What is required
Scan the entries below and extract each line with the word "green" in it.

____ Input data

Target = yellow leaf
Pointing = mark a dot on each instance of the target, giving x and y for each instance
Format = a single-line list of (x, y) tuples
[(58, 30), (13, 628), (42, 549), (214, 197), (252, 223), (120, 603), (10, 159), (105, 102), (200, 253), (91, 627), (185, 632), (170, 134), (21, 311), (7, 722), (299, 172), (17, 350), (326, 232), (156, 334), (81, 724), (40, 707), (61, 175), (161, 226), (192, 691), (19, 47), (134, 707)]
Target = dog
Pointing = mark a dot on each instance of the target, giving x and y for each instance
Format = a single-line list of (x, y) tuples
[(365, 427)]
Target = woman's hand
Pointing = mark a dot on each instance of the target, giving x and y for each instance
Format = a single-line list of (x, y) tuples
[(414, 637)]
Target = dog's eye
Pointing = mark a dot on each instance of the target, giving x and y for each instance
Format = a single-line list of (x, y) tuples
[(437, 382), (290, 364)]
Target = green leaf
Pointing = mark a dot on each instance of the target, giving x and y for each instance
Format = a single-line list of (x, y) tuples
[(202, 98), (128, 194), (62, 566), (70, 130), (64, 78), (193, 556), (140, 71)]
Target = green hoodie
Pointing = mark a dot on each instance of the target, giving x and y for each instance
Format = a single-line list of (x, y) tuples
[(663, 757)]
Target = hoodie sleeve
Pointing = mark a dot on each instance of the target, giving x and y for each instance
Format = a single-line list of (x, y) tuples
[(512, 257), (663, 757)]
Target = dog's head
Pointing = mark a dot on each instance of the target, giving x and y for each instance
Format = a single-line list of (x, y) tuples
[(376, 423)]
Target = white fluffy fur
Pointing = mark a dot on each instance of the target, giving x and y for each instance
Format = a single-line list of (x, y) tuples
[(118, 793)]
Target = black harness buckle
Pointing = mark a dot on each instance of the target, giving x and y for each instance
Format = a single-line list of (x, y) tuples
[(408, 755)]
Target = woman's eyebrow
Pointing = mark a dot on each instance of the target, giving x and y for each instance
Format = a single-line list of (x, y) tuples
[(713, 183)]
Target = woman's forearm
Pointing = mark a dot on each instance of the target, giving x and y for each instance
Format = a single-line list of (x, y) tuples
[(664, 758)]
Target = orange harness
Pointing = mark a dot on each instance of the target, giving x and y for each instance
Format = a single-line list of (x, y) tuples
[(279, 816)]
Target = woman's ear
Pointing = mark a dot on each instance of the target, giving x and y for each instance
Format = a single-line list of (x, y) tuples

________

Your response
Target = green leaf
Target = green hoodie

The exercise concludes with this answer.